[Extracted items]
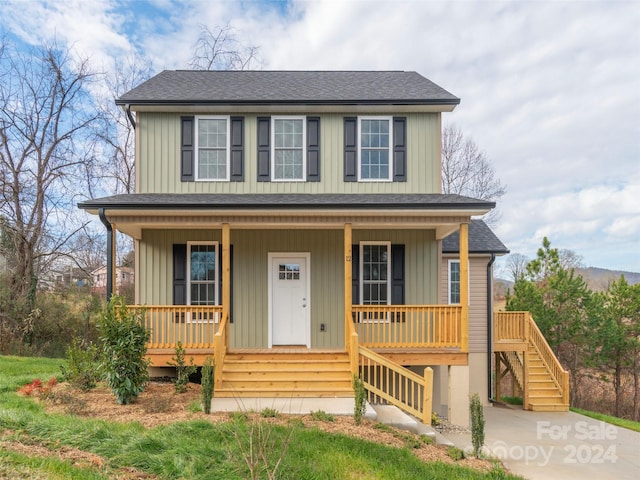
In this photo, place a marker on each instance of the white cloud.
(550, 90)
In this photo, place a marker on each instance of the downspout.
(490, 323)
(132, 120)
(105, 222)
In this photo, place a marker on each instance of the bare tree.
(115, 131)
(467, 171)
(219, 49)
(45, 115)
(516, 266)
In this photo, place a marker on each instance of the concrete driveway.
(556, 445)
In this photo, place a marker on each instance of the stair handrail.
(220, 349)
(414, 384)
(558, 373)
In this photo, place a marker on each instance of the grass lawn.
(190, 449)
(619, 422)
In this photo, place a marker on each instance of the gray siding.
(478, 298)
(159, 154)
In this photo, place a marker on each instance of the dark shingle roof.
(207, 201)
(481, 240)
(288, 87)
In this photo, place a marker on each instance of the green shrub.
(455, 453)
(182, 369)
(322, 416)
(83, 365)
(360, 400)
(477, 424)
(269, 413)
(208, 372)
(124, 339)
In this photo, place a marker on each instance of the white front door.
(289, 299)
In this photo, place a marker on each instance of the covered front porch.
(358, 322)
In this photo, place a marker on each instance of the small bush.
(322, 416)
(269, 413)
(208, 372)
(124, 339)
(435, 419)
(455, 453)
(182, 369)
(158, 405)
(83, 365)
(195, 407)
(360, 400)
(427, 440)
(477, 424)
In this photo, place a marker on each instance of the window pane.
(375, 267)
(374, 149)
(212, 149)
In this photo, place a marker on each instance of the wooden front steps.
(287, 374)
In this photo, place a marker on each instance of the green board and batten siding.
(250, 275)
(159, 151)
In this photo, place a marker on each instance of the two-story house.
(291, 224)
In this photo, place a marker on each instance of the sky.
(550, 90)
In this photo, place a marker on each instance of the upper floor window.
(288, 148)
(454, 281)
(375, 148)
(212, 147)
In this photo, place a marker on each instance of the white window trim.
(217, 278)
(359, 140)
(451, 261)
(196, 148)
(361, 282)
(273, 147)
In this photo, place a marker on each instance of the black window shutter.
(350, 149)
(264, 149)
(399, 149)
(397, 274)
(313, 149)
(237, 149)
(187, 149)
(355, 274)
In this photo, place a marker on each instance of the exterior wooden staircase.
(248, 374)
(520, 349)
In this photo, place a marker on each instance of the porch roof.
(481, 240)
(295, 202)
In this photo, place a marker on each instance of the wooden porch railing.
(408, 326)
(519, 328)
(193, 326)
(392, 383)
(558, 373)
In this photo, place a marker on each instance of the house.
(291, 224)
(124, 276)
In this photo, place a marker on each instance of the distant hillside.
(599, 278)
(596, 278)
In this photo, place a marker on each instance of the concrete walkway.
(557, 445)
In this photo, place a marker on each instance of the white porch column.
(464, 285)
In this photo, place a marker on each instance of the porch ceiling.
(134, 212)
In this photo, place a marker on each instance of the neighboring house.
(291, 224)
(123, 276)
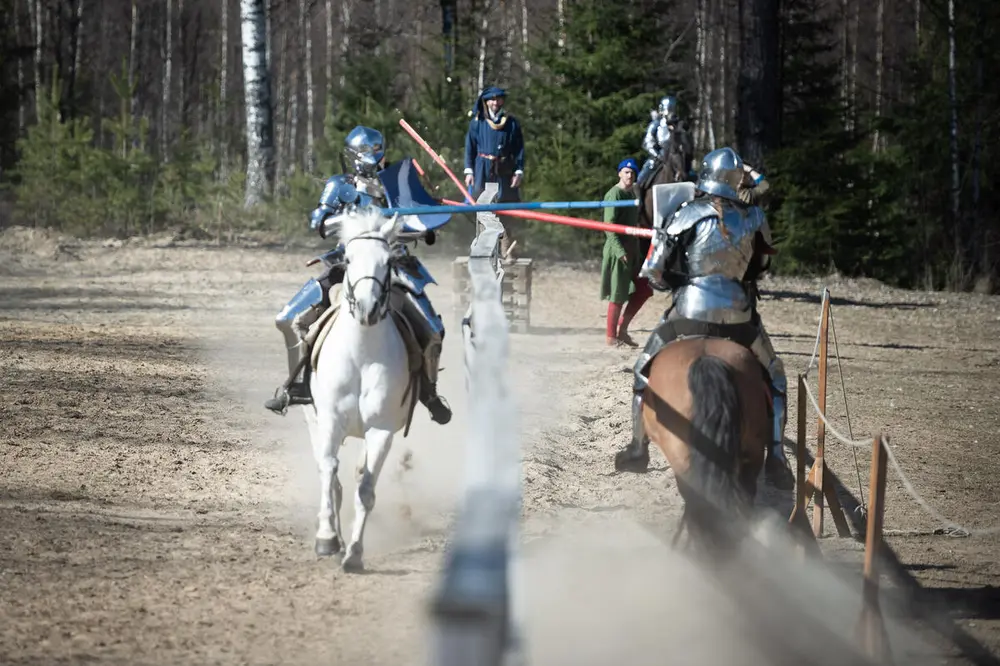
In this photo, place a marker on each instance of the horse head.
(674, 162)
(368, 239)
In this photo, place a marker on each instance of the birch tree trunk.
(561, 17)
(484, 29)
(759, 92)
(168, 55)
(507, 27)
(979, 237)
(257, 88)
(524, 37)
(270, 33)
(449, 8)
(852, 89)
(21, 112)
(77, 48)
(701, 73)
(181, 91)
(281, 107)
(345, 40)
(845, 61)
(293, 123)
(709, 88)
(38, 57)
(953, 133)
(329, 49)
(879, 71)
(305, 30)
(223, 81)
(133, 33)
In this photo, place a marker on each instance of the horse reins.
(383, 298)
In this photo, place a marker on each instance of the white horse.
(359, 381)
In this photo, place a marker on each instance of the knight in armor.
(494, 152)
(710, 254)
(363, 157)
(664, 124)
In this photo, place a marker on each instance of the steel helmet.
(364, 149)
(721, 173)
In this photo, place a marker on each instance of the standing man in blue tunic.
(494, 150)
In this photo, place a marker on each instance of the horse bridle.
(382, 304)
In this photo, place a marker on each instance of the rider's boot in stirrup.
(435, 404)
(777, 471)
(635, 456)
(296, 390)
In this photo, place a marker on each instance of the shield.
(403, 189)
(667, 199)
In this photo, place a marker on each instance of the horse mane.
(365, 221)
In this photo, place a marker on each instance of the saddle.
(320, 329)
(742, 334)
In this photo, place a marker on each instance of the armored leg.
(429, 328)
(776, 470)
(648, 168)
(635, 456)
(293, 322)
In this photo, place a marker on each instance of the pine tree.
(596, 102)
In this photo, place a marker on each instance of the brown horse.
(706, 407)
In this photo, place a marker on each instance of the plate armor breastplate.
(662, 134)
(716, 259)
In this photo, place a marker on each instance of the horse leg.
(327, 437)
(377, 445)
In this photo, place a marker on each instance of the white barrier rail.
(472, 607)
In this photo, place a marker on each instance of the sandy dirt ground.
(152, 512)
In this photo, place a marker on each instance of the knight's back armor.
(715, 258)
(657, 135)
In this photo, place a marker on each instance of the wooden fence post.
(798, 520)
(871, 627)
(817, 476)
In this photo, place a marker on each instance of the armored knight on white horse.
(363, 339)
(359, 188)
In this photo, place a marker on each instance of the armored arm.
(470, 146)
(660, 256)
(517, 147)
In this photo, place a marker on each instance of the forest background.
(876, 121)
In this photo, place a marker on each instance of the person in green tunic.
(620, 281)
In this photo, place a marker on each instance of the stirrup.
(439, 409)
(284, 397)
(279, 403)
(633, 458)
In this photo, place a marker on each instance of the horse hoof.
(628, 461)
(327, 547)
(352, 561)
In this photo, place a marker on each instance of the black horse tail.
(715, 503)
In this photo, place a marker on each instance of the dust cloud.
(604, 590)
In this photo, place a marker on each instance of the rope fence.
(952, 528)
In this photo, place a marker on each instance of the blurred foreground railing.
(472, 607)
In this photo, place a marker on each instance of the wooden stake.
(817, 479)
(871, 627)
(798, 520)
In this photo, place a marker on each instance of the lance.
(434, 156)
(520, 211)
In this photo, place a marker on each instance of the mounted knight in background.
(361, 187)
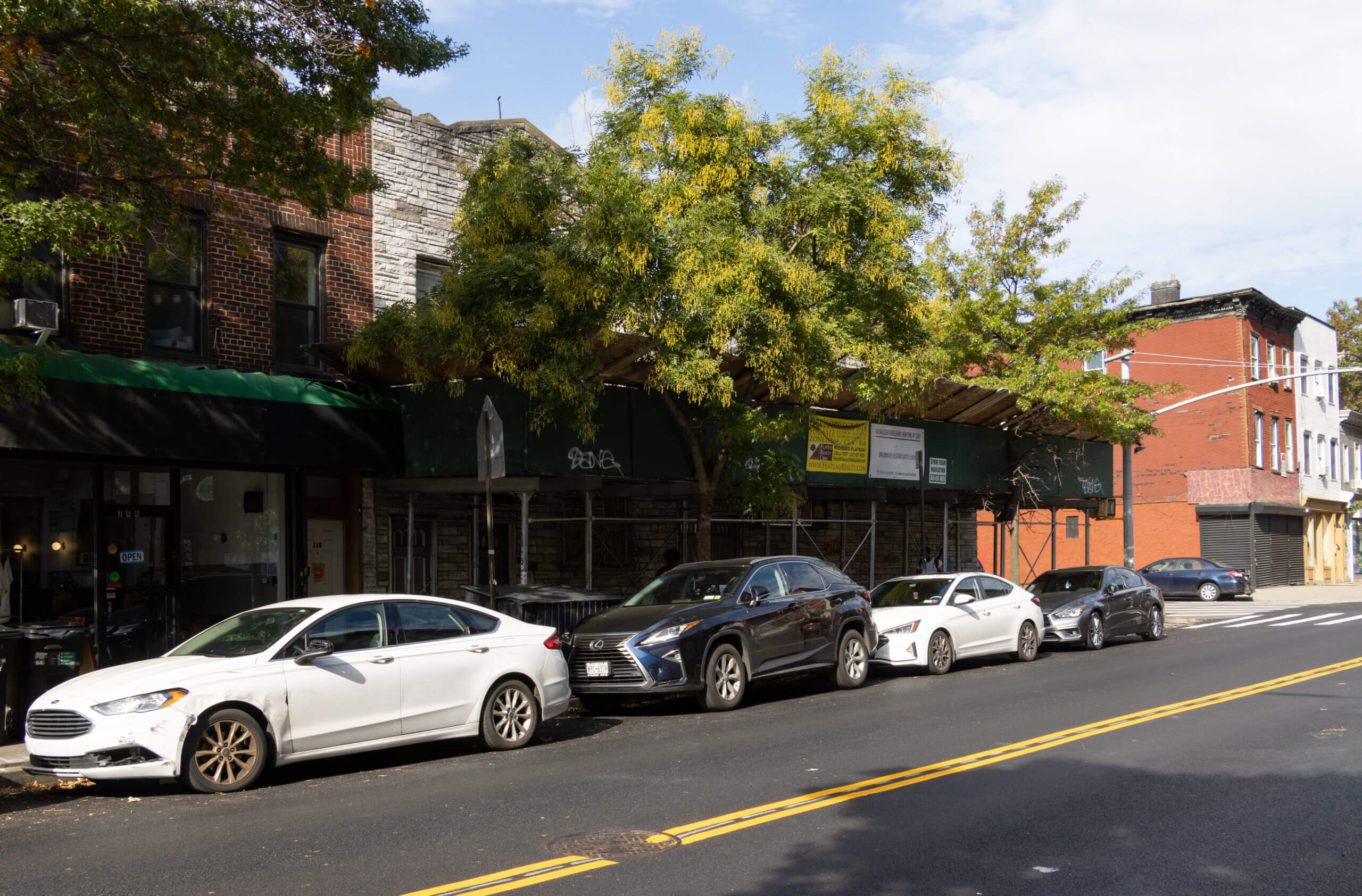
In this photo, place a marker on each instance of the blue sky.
(1214, 140)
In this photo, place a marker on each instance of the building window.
(49, 288)
(428, 276)
(297, 301)
(1277, 455)
(175, 293)
(1258, 439)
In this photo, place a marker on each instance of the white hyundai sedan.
(936, 620)
(303, 680)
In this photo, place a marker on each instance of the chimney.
(1166, 291)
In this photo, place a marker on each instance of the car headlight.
(142, 703)
(669, 634)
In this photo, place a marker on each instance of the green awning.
(106, 369)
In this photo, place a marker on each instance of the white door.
(326, 558)
(353, 695)
(966, 621)
(446, 665)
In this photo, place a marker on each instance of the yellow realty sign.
(838, 446)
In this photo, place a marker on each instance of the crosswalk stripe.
(1309, 619)
(1348, 619)
(1271, 619)
(1206, 625)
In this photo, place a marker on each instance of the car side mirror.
(315, 650)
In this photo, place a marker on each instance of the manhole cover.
(612, 845)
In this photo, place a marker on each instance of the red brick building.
(194, 458)
(1221, 469)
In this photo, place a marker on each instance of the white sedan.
(936, 620)
(303, 680)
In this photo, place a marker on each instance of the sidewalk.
(1311, 594)
(11, 767)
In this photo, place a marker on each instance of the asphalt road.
(1249, 792)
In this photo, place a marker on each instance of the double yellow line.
(694, 832)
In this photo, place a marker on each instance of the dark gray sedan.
(1196, 578)
(1087, 605)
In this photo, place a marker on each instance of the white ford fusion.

TASK OBJECTIVE: Please rewrite every one of the items above as a numbered list with no blank lines, leaving the pictures out.

RESPONSE:
1. In this photo, place a marker on each instance of the white cloud.
2. (550, 90)
3. In this photo, place a marker on each instance of the downspout.
4. (490, 323)
5. (132, 120)
6. (105, 222)
7. In this photo, place a marker on each instance of the bare tree.
8. (115, 131)
9. (467, 171)
10. (219, 49)
11. (45, 115)
12. (516, 266)
13. In this photo, place a marker on each instance of the concrete driveway.
14. (556, 445)
15. In this photo, place a marker on each instance of the stair handrail.
16. (220, 349)
17. (414, 384)
18. (558, 373)
19. In this photo, place a marker on each instance of the grass lawn.
20. (190, 449)
21. (619, 422)
22. In this photo, place a marker on each instance of the gray siding.
23. (478, 298)
24. (159, 154)
25. In this photo, place a marker on each instance of the dark shingle roof.
26. (207, 201)
27. (481, 240)
28. (288, 87)
29. In this photo, place a marker on each instance of the green shrub.
30. (455, 453)
31. (182, 369)
32. (322, 416)
33. (83, 365)
34. (360, 400)
35. (477, 424)
36. (269, 413)
37. (208, 372)
38. (124, 339)
39. In this photo, place a marker on each instance of the white front door.
40. (289, 299)
41. In this photo, place a marker on each instance of the covered front porch.
42. (358, 322)
43. In this photo, place a marker on each instance of the small bush.
44. (322, 416)
45. (269, 413)
46. (208, 372)
47. (124, 339)
48. (435, 419)
49. (455, 453)
50. (182, 369)
51. (158, 405)
52. (83, 365)
53. (195, 407)
54. (360, 400)
55. (427, 440)
56. (477, 424)
57. In this photo, place a marker on each instance of the window pane.
58. (375, 267)
59. (374, 149)
60. (212, 149)
61. In this photo, place a marker on each instance of the wooden front steps.
62. (287, 374)
63. In this photo, place a marker on each instance of the green board and batten siding.
64. (250, 275)
65. (159, 151)
66. In this photo, place a marker on each instance of the two-story house.
67. (291, 224)
68. In this photo, place a marker on each instance of the sky.
69. (550, 90)
70. In this photo, place a marker on each instance of the upper floor window.
71. (288, 148)
72. (454, 281)
73. (375, 148)
74. (212, 147)
75. In this photo, place a marker on each instance of the white window trim.
76. (217, 278)
77. (359, 140)
78. (451, 261)
79. (196, 148)
80. (361, 282)
81. (273, 147)
82. In this photo, place a marker on each instance of the black window shutter.
83. (350, 149)
84. (264, 149)
85. (399, 149)
86. (397, 274)
87. (313, 149)
88. (237, 149)
89. (187, 149)
90. (355, 274)
91. In this photo, place a marker on each instance of the exterior wooden staircase.
92. (248, 374)
93. (520, 349)
94. In this photo, place a marker on each instance of the porch roof.
95. (481, 240)
96. (295, 202)
97. In this photo, place a marker on each instance of the wooden porch railing.
98. (408, 326)
99. (519, 328)
100. (193, 326)
101. (392, 383)
102. (558, 373)
103. In this photo, place a marker on each instance of the house.
104. (291, 224)
105. (124, 276)
106. In this photo, place a marker on each instance of the distant hillside.
107. (599, 278)
108. (596, 278)
109. In this photo, place a marker on each instance of the concrete walkway.
110. (557, 445)
111. In this photo, place a marker on each instance of the white porch column.
112. (464, 285)
113. In this photo, place a marker on each instance of the porch ceiling.
114. (134, 212)
115. In this photo, place a marker on each instance of the neighboring house.
116. (291, 224)
117. (123, 276)
118. In this photo, place a marker on each instance of the horse head.
119. (674, 162)
120. (368, 239)
121. In this photo, place a marker on each instance of the birch tree trunk.
122. (561, 17)
123. (484, 29)
124. (759, 92)
125. (168, 55)
126. (507, 27)
127. (979, 237)
128. (257, 88)
129. (524, 37)
130. (270, 33)
131. (449, 8)
132. (852, 89)
133. (21, 112)
134. (77, 48)
135. (701, 73)
136. (181, 91)
137. (281, 107)
138. (345, 40)
139. (845, 61)
140. (293, 123)
141. (709, 88)
142. (38, 57)
143. (953, 133)
144. (329, 49)
145. (879, 71)
146. (305, 30)
147. (223, 81)
148. (133, 33)
149. In this photo, place a marker on each instance of the horse reins.
150. (383, 298)
151. In this photo, place a marker on each instance of the white horse.
152. (359, 381)
153. In this photo, place a marker on each instance of the knight in armor.
154. (494, 152)
155. (710, 254)
156. (363, 157)
157. (664, 124)
158. In this photo, place a marker on each instance of the steel helmet.
159. (364, 149)
160. (721, 173)
161. In this photo, place a marker on each instance of the standing man in blue tunic.
162. (494, 150)
163. In this photo, place a marker on each instance of the horse bridle.
164. (382, 304)
165. In this photo, place a marker on each instance of the rider's boot in stirrup.
166. (435, 404)
167. (777, 471)
168. (635, 456)
169. (296, 390)
170. In this photo, place a marker on each instance of the shield.
171. (403, 189)
172. (667, 199)
173. In this photo, place a marker on each instance of the horse mane.
174. (365, 221)
175. In this photo, place a marker on each instance of the saddle.
176. (320, 329)
177. (742, 334)
178. In this photo, place a marker on each instance of the armored leg.
179. (429, 328)
180. (776, 470)
181. (648, 168)
182. (635, 456)
183. (293, 322)
184. In this photo, place a marker on each instance of the pine tree.
185. (596, 102)
186. In this photo, place a marker on each instance of the brown horse.
187. (706, 407)
188. In this photo, place a marker on each instance of the plate armor breastplate.
189. (662, 134)
190. (716, 259)
191. In this photo, place a marker on each instance of the horse leg.
192. (327, 437)
193. (377, 445)
194. In this photo, place a marker on each instance of the white barrier rail.
195. (472, 607)
196. In this photo, place a marker on each instance of the sandy dirt ground.
197. (152, 512)
198. In this photo, place a marker on each instance of the knight's back armor.
199. (715, 258)
200. (657, 135)
201. In this photo, place a marker on each instance of the wooden fence post.
202. (798, 520)
203. (871, 627)
204. (817, 476)
205. In this photo, place a marker on each instance of the armored knight on white horse.
206. (363, 339)
207. (359, 188)
208. In this photo, place a marker on each instance of the armored arm.
209. (470, 146)
210. (660, 256)
211. (517, 147)
212. In this photo, place a marker on each instance of the forest background.
213. (876, 121)
214. In this photo, place a marker on each instance of the person in green tunic.
215. (620, 281)
216. In this photo, place a marker on each instance of the stirrup.
217. (439, 409)
218. (284, 397)
219. (279, 403)
220. (633, 458)
221. In this photo, place a marker on each instance of the horse hoof.
222. (628, 461)
223. (327, 547)
224. (352, 561)
225. In this photo, place a marker on each instance of the black horse tail.
226. (715, 503)
227. In this photo, place a marker on each instance of the dust cloud.
228. (604, 590)
229. In this photo, place a marker on each instance of the rope fence.
230. (952, 528)
231. In this photo, place a marker on each instance of the blurred foreground railing.
232. (472, 607)
233. In this photo, place a marker on each instance of the wooden stake.
234. (817, 479)
235. (871, 627)
236. (798, 520)
237. In this photo, place a marker on each instance of the lance.
238. (434, 156)
239. (520, 211)
240. In this photo, place a marker on each instance of the mounted knight in background.
241. (361, 187)
242. In this photo, place a marker on each instance of the blue sky.
243. (1214, 140)
244. In this photo, place a marker on each instance of the building window.
245. (49, 288)
246. (428, 276)
247. (297, 301)
248. (1277, 455)
249. (175, 293)
250. (1258, 439)
251. In this photo, place a marker on each instance of the white hyundai sedan.
252. (936, 620)
253. (303, 680)
254. In this photo, place a marker on each instance of the chimney.
255. (1166, 291)
256. In this photo, place a marker on each instance of the car headlight.
257. (142, 703)
258. (669, 634)
259. In this photo, place a marker on each instance of the green awning.
260. (106, 369)
261. In this photo, place a marker on each instance of the white door.
262. (326, 558)
263. (353, 695)
264. (966, 621)
265. (446, 665)
266. In this photo, place a marker on each instance of the yellow realty sign.
267. (838, 446)
268. In this photo, place a marker on each instance of the crosswalk stripe.
269. (1309, 619)
270. (1348, 619)
271. (1271, 619)
272. (1206, 625)
273. In this photo, place a marker on each instance of the car side mirror.
274. (315, 650)
275. In this photo, place a marker on each instance of the manhole cover.
276. (612, 845)
277. In this photo, place a marker on each instance of the red brick building.
278. (194, 458)
279. (1221, 469)
280. In this photo, place a marker on each instance of the white sedan.
281. (936, 620)
282. (303, 680)
283. In this photo, place a marker on each instance of the sidewalk.
284. (1311, 594)
285. (11, 767)
286. In this photo, place a marker on each instance of the asphalt road.
287. (1249, 792)
288. In this photo, place a marker on each instance of the double yellow line.
289. (694, 832)
290. In this photo, place a marker on each instance of the dark gray sedan.
291. (1196, 578)
292. (1087, 605)
293. In this photo, place a marker on each instance of the white ford fusion.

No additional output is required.